Write out the listing word for word, beginning at the line that contains "Return the mask of every instance of the the" and continuing through the last line of the listing.

# SUPPLIED DATA
◇ ◇ ◇ ◇ ◇
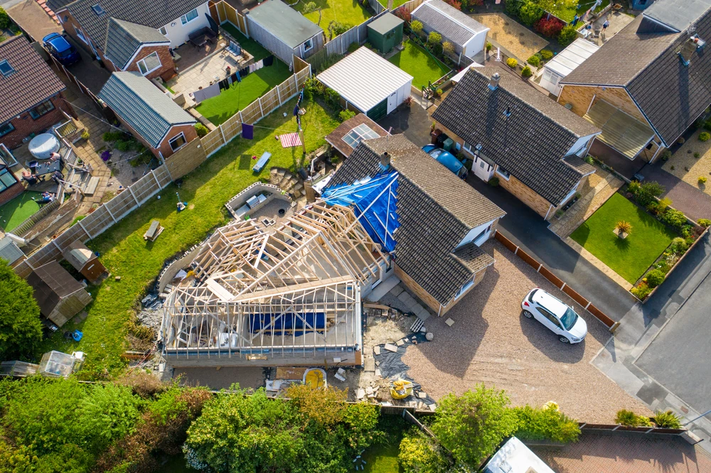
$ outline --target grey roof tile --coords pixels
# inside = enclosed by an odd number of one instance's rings
[[[562,158],[578,138],[600,130],[511,75],[491,90],[498,70],[470,69],[432,118],[557,205],[582,176]]]
[[[139,72],[112,73],[99,98],[154,148],[171,126],[196,121]]]
[[[15,72],[0,74],[0,124],[56,95],[66,87],[24,36],[0,43],[0,61]]]

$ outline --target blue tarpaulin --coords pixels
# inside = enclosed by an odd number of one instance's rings
[[[370,238],[390,252],[395,248],[392,234],[400,227],[397,190],[397,172],[390,171],[328,187],[321,197],[330,205],[351,207]]]

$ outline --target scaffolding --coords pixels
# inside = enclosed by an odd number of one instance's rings
[[[388,256],[348,207],[317,202],[279,227],[218,229],[164,305],[173,366],[360,364],[360,295]]]

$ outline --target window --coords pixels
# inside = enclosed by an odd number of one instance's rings
[[[161,60],[158,58],[158,53],[153,52],[148,55],[138,62],[138,68],[141,70],[141,73],[146,75],[149,72],[156,70],[162,65]]]
[[[168,141],[168,143],[171,146],[171,149],[173,151],[177,151],[181,148],[183,145],[186,143],[185,135],[181,131],[181,134],[177,136],[174,136]]]
[[[194,10],[191,10],[186,14],[181,16],[180,21],[181,23],[182,23],[183,25],[186,25],[196,18],[198,18],[198,9],[196,9]]]
[[[496,166],[496,173],[506,180],[508,180],[508,178],[511,177],[511,173],[501,166]]]
[[[0,170],[0,192],[5,190],[11,185],[16,183],[17,180],[15,179],[15,175],[13,174],[9,169],[5,168],[4,169]]]
[[[54,110],[54,104],[49,100],[46,100],[41,104],[30,110],[30,116],[33,120],[36,120],[48,112]]]
[[[12,66],[6,60],[0,62],[0,72],[2,72],[2,75],[6,77],[14,72],[15,70],[13,69]]]
[[[4,125],[0,125],[0,136],[4,136],[7,134],[10,133],[15,129],[15,127],[12,126],[12,124],[8,121]]]

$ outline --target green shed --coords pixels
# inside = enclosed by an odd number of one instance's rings
[[[402,42],[405,21],[386,13],[368,26],[368,40],[383,54],[389,53]]]

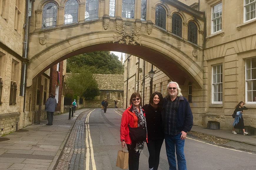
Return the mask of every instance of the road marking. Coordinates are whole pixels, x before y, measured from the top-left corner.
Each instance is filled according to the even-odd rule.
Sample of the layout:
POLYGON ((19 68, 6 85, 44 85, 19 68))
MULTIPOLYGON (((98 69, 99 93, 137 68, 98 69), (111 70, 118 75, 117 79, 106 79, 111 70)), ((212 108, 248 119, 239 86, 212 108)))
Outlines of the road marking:
POLYGON ((91 159, 92 160, 92 164, 93 170, 96 170, 96 165, 95 164, 95 160, 94 159, 94 154, 93 153, 93 148, 92 146, 92 142, 91 137, 91 132, 90 131, 90 126, 89 125, 89 116, 91 113, 94 111, 95 109, 90 111, 88 114, 85 119, 85 123, 86 131, 86 135, 85 138, 85 143, 87 149, 86 150, 86 167, 85 169, 89 170, 89 163, 90 162, 90 155, 91 155, 91 159), (89 141, 89 142, 88 142, 89 141))
POLYGON ((212 146, 216 146, 216 147, 220 147, 220 148, 224 148, 224 149, 229 149, 229 150, 233 150, 233 151, 238 151, 238 152, 245 152, 245 153, 248 153, 248 154, 255 154, 253 153, 250 153, 250 152, 245 152, 245 151, 241 151, 241 150, 235 150, 235 149, 230 149, 230 148, 227 148, 227 147, 222 147, 222 146, 218 146, 218 145, 213 145, 213 144, 210 144, 210 143, 207 143, 207 142, 203 142, 203 141, 201 141, 201 140, 197 140, 197 139, 192 139, 192 138, 188 138, 188 137, 186 137, 186 138, 187 138, 188 139, 191 139, 191 140, 195 140, 196 141, 198 141, 198 142, 202 142, 202 143, 206 143, 206 144, 208 144, 208 145, 212 145, 212 146))

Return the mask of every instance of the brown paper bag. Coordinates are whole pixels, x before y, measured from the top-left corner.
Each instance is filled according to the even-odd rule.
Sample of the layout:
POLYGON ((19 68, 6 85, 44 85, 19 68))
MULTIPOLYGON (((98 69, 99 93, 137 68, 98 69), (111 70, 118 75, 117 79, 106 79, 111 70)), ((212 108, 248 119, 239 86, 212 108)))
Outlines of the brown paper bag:
POLYGON ((117 152, 116 166, 120 168, 124 169, 128 168, 128 161, 129 153, 123 150, 119 150, 117 152))

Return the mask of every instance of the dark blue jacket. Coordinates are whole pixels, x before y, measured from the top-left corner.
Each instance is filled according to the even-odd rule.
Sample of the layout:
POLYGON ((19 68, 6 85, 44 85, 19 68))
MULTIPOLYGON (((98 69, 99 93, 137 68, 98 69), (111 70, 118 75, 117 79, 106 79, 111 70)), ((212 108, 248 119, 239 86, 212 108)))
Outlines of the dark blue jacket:
MULTIPOLYGON (((187 99, 183 96, 179 96, 178 102, 178 117, 177 118, 177 129, 180 131, 183 131, 186 133, 191 130, 193 125, 193 116, 187 99)), ((163 99, 163 106, 161 114, 162 119, 164 118, 164 107, 167 103, 166 97, 163 99)))

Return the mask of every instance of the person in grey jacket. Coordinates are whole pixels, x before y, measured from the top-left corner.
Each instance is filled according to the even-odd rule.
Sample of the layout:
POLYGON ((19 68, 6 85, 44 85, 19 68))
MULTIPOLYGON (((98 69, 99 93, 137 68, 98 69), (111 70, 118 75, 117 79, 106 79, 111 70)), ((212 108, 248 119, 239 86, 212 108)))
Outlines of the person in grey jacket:
POLYGON ((52 125, 53 120, 53 114, 55 111, 55 108, 57 107, 57 101, 55 96, 52 93, 49 94, 49 98, 46 100, 44 109, 46 111, 48 123, 46 125, 52 125))

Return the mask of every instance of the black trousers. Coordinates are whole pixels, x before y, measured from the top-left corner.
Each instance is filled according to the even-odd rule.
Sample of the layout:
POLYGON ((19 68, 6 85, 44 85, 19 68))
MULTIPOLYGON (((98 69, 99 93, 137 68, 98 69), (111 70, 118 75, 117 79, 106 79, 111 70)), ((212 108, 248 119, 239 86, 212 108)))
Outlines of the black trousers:
POLYGON ((104 112, 106 113, 106 111, 107 111, 107 107, 105 107, 105 106, 103 107, 103 109, 104 111, 104 112))
POLYGON ((127 144, 129 152, 129 170, 139 170, 139 161, 140 154, 139 151, 136 152, 134 150, 136 143, 132 143, 132 145, 127 144))
POLYGON ((48 120, 48 124, 51 125, 52 124, 52 121, 53 120, 53 114, 54 113, 54 112, 46 112, 46 116, 47 116, 47 120, 48 120))
POLYGON ((154 168, 154 170, 157 170, 159 164, 160 151, 164 141, 163 139, 148 139, 147 143, 148 152, 149 154, 148 158, 149 168, 154 168))

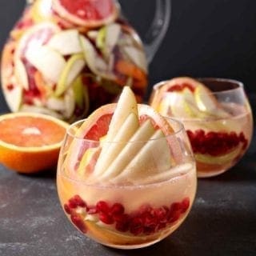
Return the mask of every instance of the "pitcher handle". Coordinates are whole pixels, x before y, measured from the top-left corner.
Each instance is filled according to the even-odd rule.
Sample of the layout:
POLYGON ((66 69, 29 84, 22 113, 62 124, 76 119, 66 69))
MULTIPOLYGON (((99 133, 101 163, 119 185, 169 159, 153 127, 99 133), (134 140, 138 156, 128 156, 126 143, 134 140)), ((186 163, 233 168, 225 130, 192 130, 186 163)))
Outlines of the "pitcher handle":
POLYGON ((171 12, 171 0, 156 0, 153 22, 143 38, 148 63, 158 51, 168 30, 171 12))

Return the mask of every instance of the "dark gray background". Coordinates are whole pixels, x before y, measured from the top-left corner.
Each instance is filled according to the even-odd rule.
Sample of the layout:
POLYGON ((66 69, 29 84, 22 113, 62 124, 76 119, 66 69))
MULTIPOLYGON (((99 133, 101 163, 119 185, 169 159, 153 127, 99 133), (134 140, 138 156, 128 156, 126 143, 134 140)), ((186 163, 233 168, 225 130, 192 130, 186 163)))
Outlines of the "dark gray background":
MULTIPOLYGON (((24 2, 0 0, 1 48, 24 2)), ((122 1, 139 31, 152 15, 142 4, 153 2, 122 1)), ((236 78, 251 92, 256 110, 255 25, 254 0, 173 0, 167 36, 150 67, 150 85, 178 75, 236 78)), ((5 108, 0 95, 0 113, 5 108)), ((198 180, 191 213, 174 234, 129 251, 97 244, 73 227, 61 209, 54 171, 19 175, 0 165, 0 255, 255 256, 255 155, 256 138, 236 166, 198 180)))
MULTIPOLYGON (((154 1, 120 2, 142 34, 154 1)), ((0 1, 0 49, 24 5, 25 0, 0 1)), ((235 78, 248 92, 256 91, 255 26, 254 0, 173 0, 167 34, 150 66, 148 94, 154 83, 181 75, 235 78)))

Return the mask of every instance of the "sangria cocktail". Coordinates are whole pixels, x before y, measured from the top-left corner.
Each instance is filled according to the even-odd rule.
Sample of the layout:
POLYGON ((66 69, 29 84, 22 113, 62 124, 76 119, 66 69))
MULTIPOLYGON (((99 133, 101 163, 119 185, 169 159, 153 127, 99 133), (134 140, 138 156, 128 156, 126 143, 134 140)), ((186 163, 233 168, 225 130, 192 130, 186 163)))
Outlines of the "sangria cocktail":
POLYGON ((163 239, 182 224, 197 177, 182 124, 137 106, 125 87, 117 104, 70 126, 57 184, 62 208, 81 232, 133 249, 163 239))
POLYGON ((253 120, 240 82, 174 78, 154 86, 150 105, 162 114, 183 122, 194 153, 198 177, 225 172, 248 149, 253 120))
POLYGON ((147 62, 114 0, 36 0, 10 34, 2 88, 11 111, 70 122, 115 102, 130 86, 141 102, 147 62))

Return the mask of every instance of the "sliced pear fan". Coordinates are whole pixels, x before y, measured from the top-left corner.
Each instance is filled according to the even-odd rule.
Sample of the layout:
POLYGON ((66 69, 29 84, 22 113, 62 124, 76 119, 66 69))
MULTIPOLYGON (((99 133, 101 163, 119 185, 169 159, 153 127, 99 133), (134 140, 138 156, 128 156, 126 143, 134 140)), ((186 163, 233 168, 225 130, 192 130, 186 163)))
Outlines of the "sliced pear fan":
POLYGON ((168 142, 162 131, 158 130, 114 182, 134 183, 137 179, 168 170, 172 165, 170 154, 168 142))
POLYGON ((107 147, 107 153, 104 154, 106 151, 104 145, 102 154, 100 154, 95 166, 94 175, 99 177, 102 174, 105 173, 106 170, 114 161, 117 155, 118 155, 120 151, 123 149, 126 143, 136 132, 138 126, 138 116, 134 113, 130 113, 122 126, 120 127, 120 130, 114 138, 113 141, 111 141, 111 143, 108 145, 107 142, 105 142, 107 147))
POLYGON ((102 176, 102 181, 109 180, 120 174, 122 170, 138 154, 144 146, 145 142, 150 138, 154 133, 154 126, 150 120, 146 120, 130 138, 120 154, 113 161, 112 164, 102 176))

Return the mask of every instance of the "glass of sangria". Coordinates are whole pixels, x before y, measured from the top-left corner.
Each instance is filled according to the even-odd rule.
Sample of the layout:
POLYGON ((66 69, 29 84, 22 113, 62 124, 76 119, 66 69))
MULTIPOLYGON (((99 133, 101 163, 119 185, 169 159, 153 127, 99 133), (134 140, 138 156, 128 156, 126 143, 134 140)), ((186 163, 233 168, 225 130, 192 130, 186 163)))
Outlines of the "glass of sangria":
POLYGON ((134 127, 127 121, 133 114, 125 125, 113 126, 115 109, 114 103, 104 106, 67 130, 58 193, 69 220, 85 235, 110 247, 141 248, 167 237, 190 211, 195 162, 178 120, 139 105, 133 133, 125 130, 127 123, 134 127), (118 130, 113 139, 106 135, 109 127, 118 130))
POLYGON ((150 101, 162 114, 183 122, 199 178, 226 171, 248 149, 253 118, 241 82, 176 78, 155 85, 150 101))

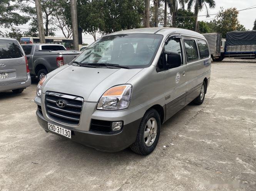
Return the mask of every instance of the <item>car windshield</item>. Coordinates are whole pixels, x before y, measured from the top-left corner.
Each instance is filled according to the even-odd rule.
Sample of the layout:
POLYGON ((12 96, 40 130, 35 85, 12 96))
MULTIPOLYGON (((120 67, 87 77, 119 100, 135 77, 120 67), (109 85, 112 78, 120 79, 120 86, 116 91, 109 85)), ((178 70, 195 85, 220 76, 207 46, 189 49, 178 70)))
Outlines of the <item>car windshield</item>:
POLYGON ((131 34, 103 37, 88 47, 74 60, 82 64, 115 64, 130 69, 150 66, 162 35, 131 34))

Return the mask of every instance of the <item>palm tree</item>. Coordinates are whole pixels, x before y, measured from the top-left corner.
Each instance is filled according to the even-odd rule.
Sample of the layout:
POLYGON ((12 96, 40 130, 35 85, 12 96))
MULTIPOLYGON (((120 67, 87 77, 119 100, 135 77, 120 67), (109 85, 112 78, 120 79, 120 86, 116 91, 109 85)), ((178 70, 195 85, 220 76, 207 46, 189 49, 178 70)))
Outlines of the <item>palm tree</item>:
POLYGON ((182 8, 184 9, 185 7, 185 3, 186 3, 187 0, 168 0, 167 2, 168 5, 170 8, 171 15, 172 15, 172 27, 176 27, 176 12, 178 10, 178 5, 179 4, 181 5, 182 8))
POLYGON ((149 9, 150 0, 145 0, 145 27, 149 27, 149 9))
POLYGON ((195 16, 195 23, 194 30, 196 31, 197 30, 197 19, 198 17, 198 12, 204 8, 204 5, 206 8, 207 12, 207 16, 209 16, 208 8, 206 3, 209 5, 210 8, 214 8, 215 7, 215 1, 214 0, 186 0, 187 3, 187 8, 189 10, 191 10, 192 7, 194 6, 194 14, 195 16))
POLYGON ((70 7, 71 10, 71 21, 72 24, 72 33, 74 49, 79 50, 78 45, 78 29, 77 28, 77 12, 76 0, 70 0, 70 7))
POLYGON ((44 36, 44 22, 43 21, 41 2, 40 0, 35 0, 35 9, 37 12, 37 20, 40 43, 45 43, 45 37, 44 36))
POLYGON ((158 27, 158 7, 159 7, 159 0, 155 0, 154 2, 155 8, 155 18, 154 21, 154 26, 155 27, 158 27))

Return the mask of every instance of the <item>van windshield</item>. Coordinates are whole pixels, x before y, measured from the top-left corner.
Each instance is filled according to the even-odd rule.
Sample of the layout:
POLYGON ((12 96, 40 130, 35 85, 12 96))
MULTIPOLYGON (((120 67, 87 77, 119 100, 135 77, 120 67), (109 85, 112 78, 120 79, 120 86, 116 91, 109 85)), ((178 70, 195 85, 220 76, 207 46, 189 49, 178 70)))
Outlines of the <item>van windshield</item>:
POLYGON ((151 65, 163 36, 131 34, 103 37, 88 47, 74 61, 83 64, 118 64, 129 69, 151 65))

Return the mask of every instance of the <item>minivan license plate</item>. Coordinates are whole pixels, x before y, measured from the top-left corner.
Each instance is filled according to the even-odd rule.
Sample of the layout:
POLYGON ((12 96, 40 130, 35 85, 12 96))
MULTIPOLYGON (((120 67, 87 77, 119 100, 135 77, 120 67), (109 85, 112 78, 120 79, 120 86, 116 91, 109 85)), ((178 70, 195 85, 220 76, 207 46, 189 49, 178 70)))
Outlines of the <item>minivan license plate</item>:
POLYGON ((7 72, 0 72, 0 80, 7 79, 9 78, 8 73, 7 72))
POLYGON ((64 128, 62 127, 48 123, 48 129, 55 133, 61 135, 68 138, 71 138, 71 131, 64 128))

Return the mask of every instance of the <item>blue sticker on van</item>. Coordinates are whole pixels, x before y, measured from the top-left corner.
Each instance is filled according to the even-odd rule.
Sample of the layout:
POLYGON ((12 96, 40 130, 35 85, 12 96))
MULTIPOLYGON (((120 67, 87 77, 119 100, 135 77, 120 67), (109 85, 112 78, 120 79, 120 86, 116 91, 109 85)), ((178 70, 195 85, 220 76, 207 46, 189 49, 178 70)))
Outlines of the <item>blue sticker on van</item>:
POLYGON ((204 66, 206 66, 207 65, 209 64, 209 61, 208 60, 205 60, 204 61, 204 66))

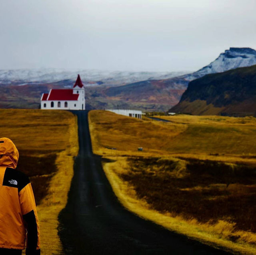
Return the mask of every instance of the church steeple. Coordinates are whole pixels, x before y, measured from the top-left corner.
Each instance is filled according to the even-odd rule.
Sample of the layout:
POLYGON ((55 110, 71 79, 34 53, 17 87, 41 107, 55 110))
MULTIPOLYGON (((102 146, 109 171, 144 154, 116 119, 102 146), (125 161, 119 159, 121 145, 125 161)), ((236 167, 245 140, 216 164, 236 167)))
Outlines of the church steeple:
POLYGON ((84 85, 82 82, 82 81, 81 80, 81 79, 80 78, 80 75, 78 74, 77 76, 77 79, 76 79, 76 83, 75 85, 73 86, 73 88, 75 88, 77 86, 78 86, 81 89, 84 87, 84 85))

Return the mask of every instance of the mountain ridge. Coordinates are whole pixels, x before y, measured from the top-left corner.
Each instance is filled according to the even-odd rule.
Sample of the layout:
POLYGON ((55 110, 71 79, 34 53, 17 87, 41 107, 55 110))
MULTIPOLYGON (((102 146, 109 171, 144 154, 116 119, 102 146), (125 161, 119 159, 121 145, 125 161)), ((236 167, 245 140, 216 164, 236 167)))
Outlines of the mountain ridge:
POLYGON ((191 81, 169 111, 256 116, 256 65, 210 74, 191 81))

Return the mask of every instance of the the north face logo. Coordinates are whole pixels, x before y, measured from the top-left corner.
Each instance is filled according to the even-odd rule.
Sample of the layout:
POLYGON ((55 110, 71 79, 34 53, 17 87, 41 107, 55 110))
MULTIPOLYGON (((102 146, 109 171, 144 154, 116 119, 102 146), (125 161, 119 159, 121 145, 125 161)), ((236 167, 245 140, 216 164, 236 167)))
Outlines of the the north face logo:
POLYGON ((8 181, 9 182, 10 182, 10 184, 12 184, 14 185, 17 185, 18 184, 18 182, 16 180, 12 180, 11 181, 8 181))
◇ ◇ ◇ ◇ ◇
# OUTPUT FOR THIS EXERCISE
Return the mask of every instance of the the north face logo. Coordinates are whole pixels, x before y, measured from the top-left corner.
Each instance is filled according to the even-odd rule.
Sample of the layout:
POLYGON ((55 110, 71 79, 34 53, 17 87, 41 107, 55 110))
MULTIPOLYGON (((102 146, 109 171, 144 154, 116 119, 102 146), (125 161, 119 159, 121 145, 125 161)), ((236 167, 245 140, 216 164, 236 167)))
Outlines of the the north face logo:
POLYGON ((8 181, 9 182, 10 182, 10 184, 12 184, 14 185, 17 185, 18 184, 18 182, 16 180, 12 180, 11 181, 8 181))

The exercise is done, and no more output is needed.